* **Location labeling records**:
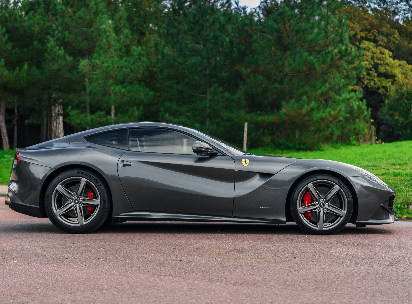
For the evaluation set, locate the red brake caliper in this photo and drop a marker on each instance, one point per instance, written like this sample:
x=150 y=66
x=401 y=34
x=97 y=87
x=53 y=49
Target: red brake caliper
x=90 y=195
x=307 y=199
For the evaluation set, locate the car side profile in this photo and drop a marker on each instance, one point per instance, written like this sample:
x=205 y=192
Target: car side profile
x=158 y=171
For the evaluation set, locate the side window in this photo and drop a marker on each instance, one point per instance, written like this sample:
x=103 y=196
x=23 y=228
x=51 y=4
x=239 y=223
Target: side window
x=114 y=139
x=160 y=141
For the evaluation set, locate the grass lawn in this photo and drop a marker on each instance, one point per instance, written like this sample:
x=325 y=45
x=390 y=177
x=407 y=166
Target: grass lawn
x=6 y=160
x=390 y=162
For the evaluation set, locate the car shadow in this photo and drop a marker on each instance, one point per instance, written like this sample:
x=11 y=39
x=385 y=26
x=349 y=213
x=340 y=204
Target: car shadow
x=188 y=228
x=223 y=228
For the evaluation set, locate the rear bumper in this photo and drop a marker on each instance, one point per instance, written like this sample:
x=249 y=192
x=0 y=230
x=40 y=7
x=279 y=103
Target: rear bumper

* **Task brief**: Copy out the lines of the rows word for word, starting at the first line of the rows and ending at the line that contains "x=223 y=228", with both of those lines included. Leave the pictures out of your answer.

* **Written solution**:
For the evaluation set, locate the red brake caliper in this photo and drop a marker on each instance, one point per instance, written like this sample:
x=150 y=66
x=401 y=34
x=97 y=87
x=53 y=49
Target: red brake caliper
x=90 y=195
x=307 y=199
For the evaluation set, locate the car side profile in this photo and drop a marker on each instance, one point per instance, written like this sample:
x=205 y=192
Target: car side profile
x=158 y=171
For the evaluation set, locate the side window in this photo and drop a marker on each instance, one point per instance, written like this sample:
x=103 y=196
x=23 y=228
x=51 y=4
x=239 y=223
Target: side window
x=114 y=139
x=160 y=141
For the evaluation set, locate the grass lawn in this photo and drop a marker on each instance, one point per instance, written like this sample:
x=325 y=45
x=390 y=177
x=407 y=166
Target: grass lawn
x=6 y=160
x=390 y=162
For the evaluation set, locate the car shadow in this photo and drop a marker on each instance, one point per instance, written like this sample:
x=11 y=39
x=385 y=26
x=349 y=213
x=340 y=204
Target: car shadow
x=188 y=228
x=223 y=228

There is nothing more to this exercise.